> [Consegne dell'esercizio]:
1/ Elenchi tutte le fonti degli odori che, nel brano sulla Sologne, giungono dalla cucina della trattoria.
2/ Prosegua il brano sulla trattoria della Sologne dopo la sua ultima frase.

> [Brano del documento]:
━━━━━━━━━━━━━━━━

Dicembre. Fra questi boschi della Sologne la nebbia ammorbidisce i contorni degli alberi come il «caligo» veneziano coi palazzi settecenteschi del Canal Grande: e il quadro ha la malinconia d’un paesaggio di caccia in Scandinavia. Accanto al gran fuoco acceso, nella trattoria, il pelo bagnato dei miei cani fuma come un incensiere mentre dall’uscio della cucina, spalancato per la gioia dei golosi e per la tranquillità degli schifiltosi, giungono dense nubi di profumi sopraffini che accarezzano l’olfatto ed esasperano l’appetito: l’odore del tartufo si mescola con quello degli intingoli, il sentore delle spezie s’insinua nell’emanazione dell’arrosto che rosola solenne al lento giro degli spiedi.

━━━━━━━━━━━━━━━━

> [Righe del dataset]:

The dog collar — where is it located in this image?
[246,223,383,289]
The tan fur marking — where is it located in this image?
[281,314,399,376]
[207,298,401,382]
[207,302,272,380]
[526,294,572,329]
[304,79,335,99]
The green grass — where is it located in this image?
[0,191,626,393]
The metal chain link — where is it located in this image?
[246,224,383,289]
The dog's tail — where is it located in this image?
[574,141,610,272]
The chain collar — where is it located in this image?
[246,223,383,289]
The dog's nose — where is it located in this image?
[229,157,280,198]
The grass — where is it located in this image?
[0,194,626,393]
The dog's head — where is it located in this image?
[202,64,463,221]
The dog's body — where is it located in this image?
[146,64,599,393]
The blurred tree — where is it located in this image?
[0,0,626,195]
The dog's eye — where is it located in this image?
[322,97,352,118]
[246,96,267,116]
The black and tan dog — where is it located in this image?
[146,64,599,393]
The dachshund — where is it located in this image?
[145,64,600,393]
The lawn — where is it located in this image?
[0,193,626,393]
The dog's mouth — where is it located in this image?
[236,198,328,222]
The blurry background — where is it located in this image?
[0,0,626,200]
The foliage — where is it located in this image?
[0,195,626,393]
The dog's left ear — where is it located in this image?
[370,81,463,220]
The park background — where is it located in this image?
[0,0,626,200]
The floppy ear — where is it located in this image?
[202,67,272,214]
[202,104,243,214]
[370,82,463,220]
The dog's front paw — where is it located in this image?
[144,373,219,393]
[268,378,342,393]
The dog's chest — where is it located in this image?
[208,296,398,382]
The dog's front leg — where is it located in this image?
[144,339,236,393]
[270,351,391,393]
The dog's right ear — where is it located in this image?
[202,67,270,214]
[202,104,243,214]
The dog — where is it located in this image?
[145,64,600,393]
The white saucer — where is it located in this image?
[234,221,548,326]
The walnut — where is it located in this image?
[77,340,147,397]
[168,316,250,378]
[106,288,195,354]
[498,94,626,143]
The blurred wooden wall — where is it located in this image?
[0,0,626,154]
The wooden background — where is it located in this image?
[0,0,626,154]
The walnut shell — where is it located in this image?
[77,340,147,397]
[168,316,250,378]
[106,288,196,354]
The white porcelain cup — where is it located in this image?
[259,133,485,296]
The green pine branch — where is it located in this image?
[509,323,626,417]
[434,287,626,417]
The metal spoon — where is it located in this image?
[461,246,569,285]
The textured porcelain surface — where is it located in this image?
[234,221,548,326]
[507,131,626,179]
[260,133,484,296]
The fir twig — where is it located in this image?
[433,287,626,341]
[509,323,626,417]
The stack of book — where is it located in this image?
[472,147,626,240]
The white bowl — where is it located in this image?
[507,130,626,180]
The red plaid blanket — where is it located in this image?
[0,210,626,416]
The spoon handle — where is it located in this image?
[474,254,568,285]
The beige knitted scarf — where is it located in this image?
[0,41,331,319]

━━━━━━━━━━━━━━━━

> [Risultati]:
1/ Il tartufo, gli intingoli, le spezie e l'arrosto che rosola sugli spiedi.

2/
Nelle cucine della Sologne non si cucina, si officia. Ed è rito antico, complesso, misterioso, in cui il noviziato può durare dieci, venti, trent’anni o magari tutta la vita. Qui, a Lamotte-Beuvron, il locale che mi ospita è considerato un tempio della gastronomia venatoria. Ed è qui che gli iniziati discettano interminabilmente di scuole e di tradizione, di mode e d’invenzioni, di conservatori e di rivoluzionari, sempre sul terreno della gastronomia più ortodossa e con particolare riguardo al settore cinegetico. È gente che vi dice con candida convinzione che solo un governo presieduto da un Brillat-Savarin avrebbe fondate probabilità di conciliare durevolmente le tesi politiche in contrasto (sempreché, aggiunge un tizio, Brillat-Savarin approfondisse adeguatamente gli studi sulla gastronomia venatoria ponendola, com’è suo diritto, al sommo della scala dei valori culinari).
Quando mi siedo alla tavola che mi è stata riservata, un gesto d’intesa del proprietario, cui ho riguardosamente presentato le mie credenziali, m’impedisce di ordinare. E la sfilata delle portate al mio pantagruelico desco si svolge secondo l’ordine seguente: luccio à la solognote (bisogna preparare razionalmente lo stomaco alla selvaggina, mi spiega il direttore), cotolette di pernice alla Maeterlink, fagiano sur canapé, perniciotti tartufati, terrina di selvaggina Lamotte-Beuvron (specialità esclusiva del locale, creata dopo sette anni di studio, dichiara il direttore) un assaggio di capriolo, dessert, frutta ecc.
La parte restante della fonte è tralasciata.